__Texte cité__.

┌────────

La Cour a considéré les quatre volets du critère d’impécuniosité en se fondant sur le fait que les ressources disponibles doivent pouvoir être affectées à d’autres besoins pressants.

1. Cerner les besoins pressants du demandeur

Selon la Cour, un demandeur ayant accès à des ressources financières doit prouver qu’il n’a véritablement pas les moyens de payer les frais occasionnés par le litige parce qu’il a besoin de ces ressources pour répondre à d’autres besoins pressants.

Il faut déterminer ce que constituent des besoins pressants au regard des faits, puisque les Premières Nations peuvent avoir différentes structures de gouvernance, dispositions de financement et priorités. Lorsque le demandeur est une Première Nation, les tribunaux doivent déterminer ce qui constitue pour elle un besoin pressant dans l’optique de la réconciliation, soit en observant ce à quoi elle a accordé la priorité dans le passé.

Dans la présente affaire, la Cour suprême a déterminé que la juge chargée de la gestion de l’instance avait adéquatement cerné les besoins pressants de Beaver Lake, qui a fourni des preuves démontrant, entre autres, l’insécurité alimentaire de la communauté, l’inadéquation de l’infrastructure, le manque de ressources en santé et la pauvreté en général.

2. Déterminer les ressources requises pour répondre à ces besoins

Pour avoir droit à une provision pour frais, un demandeur doit produire une preuve des frais à engager pour répondre à ses besoins et de la mesure dans laquelle il n’est pas capable d’assumer ces frais. Si le demandeur a accès à des ressources susceptibles de servir à payer les frais occasionnés par le litige, il doit démontrer qu’elles sont affectées à des besoins pressants (par exemple, en fournissant un plan d’utilisation).

La Cour suprême a conclu que la juge chargée de la gestion de l’instance n’avait pas établi les coûts estimés des besoins pressants de Beaver Lake, ni dans quelle mesure celle-ci était dans l’incapacité d’assumer ces frais. De plus, la juge n’a reçu aucune preuve lui permettant de quantifier les ressources financières nécessaires pour voir aux besoins pressants de Beaver Lake ou de déterminer le manque à gagner pour y subvenir. Par exemple, les états financiers seuls ne démontraient pas les besoins actuels ou futurs de Beaver Lake, non plus qu’ils n’expliquaient en quoi le financement fédéral était inadéquat.

└────────

__Listing à traiter__.

┌────────

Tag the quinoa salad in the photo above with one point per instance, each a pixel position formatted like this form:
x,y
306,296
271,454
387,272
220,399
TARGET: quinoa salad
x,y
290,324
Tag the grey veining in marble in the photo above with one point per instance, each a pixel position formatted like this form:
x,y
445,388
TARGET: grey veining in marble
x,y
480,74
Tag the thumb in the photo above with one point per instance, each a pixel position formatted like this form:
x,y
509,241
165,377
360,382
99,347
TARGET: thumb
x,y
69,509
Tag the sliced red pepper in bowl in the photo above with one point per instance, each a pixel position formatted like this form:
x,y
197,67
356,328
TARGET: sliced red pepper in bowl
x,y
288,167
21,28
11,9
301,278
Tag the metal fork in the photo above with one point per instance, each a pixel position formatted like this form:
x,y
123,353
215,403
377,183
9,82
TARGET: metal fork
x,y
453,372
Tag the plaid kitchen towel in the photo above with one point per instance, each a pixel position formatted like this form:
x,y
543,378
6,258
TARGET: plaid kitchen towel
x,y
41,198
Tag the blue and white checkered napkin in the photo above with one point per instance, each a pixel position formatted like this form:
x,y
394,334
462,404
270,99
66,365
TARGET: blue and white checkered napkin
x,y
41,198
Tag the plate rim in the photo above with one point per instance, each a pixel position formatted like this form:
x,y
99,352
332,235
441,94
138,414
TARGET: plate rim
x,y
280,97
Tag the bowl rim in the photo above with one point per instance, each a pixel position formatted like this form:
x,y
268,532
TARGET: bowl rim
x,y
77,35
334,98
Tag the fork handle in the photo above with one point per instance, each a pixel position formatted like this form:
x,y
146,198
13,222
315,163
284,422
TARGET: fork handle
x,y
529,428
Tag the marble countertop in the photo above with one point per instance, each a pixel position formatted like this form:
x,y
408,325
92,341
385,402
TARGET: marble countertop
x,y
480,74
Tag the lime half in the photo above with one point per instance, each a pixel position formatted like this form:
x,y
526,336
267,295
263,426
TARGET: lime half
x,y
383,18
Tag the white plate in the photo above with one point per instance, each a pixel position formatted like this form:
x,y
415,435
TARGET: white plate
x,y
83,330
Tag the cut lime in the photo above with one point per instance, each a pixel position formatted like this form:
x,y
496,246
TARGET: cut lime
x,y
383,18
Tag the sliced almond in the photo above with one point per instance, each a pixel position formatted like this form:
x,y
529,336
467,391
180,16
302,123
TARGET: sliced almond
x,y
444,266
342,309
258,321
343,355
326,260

└────────

__Travail à faire__.
1. Pour chacune des affirmations suivantes, indiquez si elle concorde avec le texte cité en répondant oui ou non, et citez à l'identique les mots du texte qui tranchent la question.
(a) La Cour suprême a estimé que la juge chargée de la gestion de l'instance avait correctement cerné les besoins pressants de Beaver Lake.
(b) Les états financiers suffisaient à eux seuls à démontrer les besoins actuels de Beaver Lake.
(c) Le texte mentionne un plan d'utilisation comme moyen de démontrer que des ressources sont affectées à des besoins pressants.
2. Présentez sous forme de liste numérotée les lignes du listing allant de celle qui contient « Tag the bowl » jusqu'à la fin du listing, ces deux bornes comprises, en omettant les lignes vides.

__Réponses attendues__.
1.
(a) Oui : « la juge chargée de la gestion de l’instance avait adéquatement cerné les besoins pressants de Beaver Lake ».
(b) Non : « les états financiers seuls ne démontraient pas les besoins actuels ou futurs de Beaver Lake ».
(c) Oui : « (par exemple, en fournissant un plan d’utilisation) ».

2.
1. Tag the bowl rim in the photo above with one point per instance, each a pixel position formatted like this form:
2. x,y
3. 268,532
4. TARGET: bowl rim
5. x,y
6. 77,35
7. 334,98
8. Tag the fork handle in the photo above with one point per instance, each a pixel position formatted like this form:
9. x,y
10. 146,198
11. 13,222
12. 315,163
13. 284,422
14. TARGET: fork handle
15. x,y
16. 529,428
17. Tag the marble countertop in the photo above with one point per instance, each a pixel position formatted like this form:
18. x,y
19. 408,325
20. 92,341
21. 385,402
22. TARGET: marble countertop
23. x,y
24. 480,74
25. Tag the lime half in the photo above with one point per instance, each a pixel position formatted like this form:
26. x,y
27. 526,336
28. 267,295
29. 263,426
30. TARGET: lime half
31. x,y
32. 383,18
33. Tag the white plate in the photo above with one point per instance, each a pixel position formatted like this form:
34. x,y
35. 415,435
36. TARGET: white plate
37. x,y
38. 83,330
39. Tag the cut lime in the photo above with one point per instance, each a pixel position formatted like this form:
40. x,y
41. 496,246
42. TARGET: cut lime
43. x,y
44. 383,18
45. Tag the sliced almond in the photo above with one point per instance, each a pixel position formatted like this form:
46. x,y
47. 529,336
48. 467,391
49. 180,16
50. 302,123
51. TARGET: sliced almond
52. x,y
53. 444,266
54. 342,309
55. 258,321
56. 343,355
57. 326,260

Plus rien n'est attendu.